Saved entries:

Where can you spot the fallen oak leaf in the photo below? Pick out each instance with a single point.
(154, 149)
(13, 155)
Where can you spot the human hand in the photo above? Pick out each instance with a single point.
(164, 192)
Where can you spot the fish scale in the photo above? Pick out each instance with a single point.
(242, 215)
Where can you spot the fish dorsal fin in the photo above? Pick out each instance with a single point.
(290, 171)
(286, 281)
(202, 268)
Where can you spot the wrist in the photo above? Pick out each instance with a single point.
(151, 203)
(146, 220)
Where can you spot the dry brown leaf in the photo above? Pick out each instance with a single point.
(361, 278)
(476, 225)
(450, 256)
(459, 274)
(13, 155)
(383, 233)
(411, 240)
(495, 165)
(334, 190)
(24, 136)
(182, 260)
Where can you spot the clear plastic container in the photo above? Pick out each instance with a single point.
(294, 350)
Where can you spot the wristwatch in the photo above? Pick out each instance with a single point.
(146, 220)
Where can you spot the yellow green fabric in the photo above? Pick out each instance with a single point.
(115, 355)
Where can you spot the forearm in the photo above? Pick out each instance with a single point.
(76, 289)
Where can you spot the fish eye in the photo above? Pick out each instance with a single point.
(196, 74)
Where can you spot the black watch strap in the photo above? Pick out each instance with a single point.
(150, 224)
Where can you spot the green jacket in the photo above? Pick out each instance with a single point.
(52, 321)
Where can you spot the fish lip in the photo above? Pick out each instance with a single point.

Work instructions: Each of the lines from the one holding "Where can you spot the wristwatch" through the final line of the entries is to be set down exactly, and no others.

Written solution:
Where can you spot the wristwatch in the photo above? Pick out each instance with a single point.
(146, 220)
Where can you spot the yellow green fabric in the photo above? Pick out each instance with a single point.
(115, 355)
Where can you spot the forearm in the photo above? Pick out each instance with a single point.
(76, 289)
Where can you spot the fish eye in the photo above? Pick out each instance with a single point.
(196, 74)
Where can you spot the black watch strap in the photo above? Pick out each instance with a single point.
(150, 224)
Where can you spot the green jacket in the photo above? Pick out each instance with a single point.
(52, 321)
Where can you spot the fish lip in the photo above? Pick out each instance with a single point.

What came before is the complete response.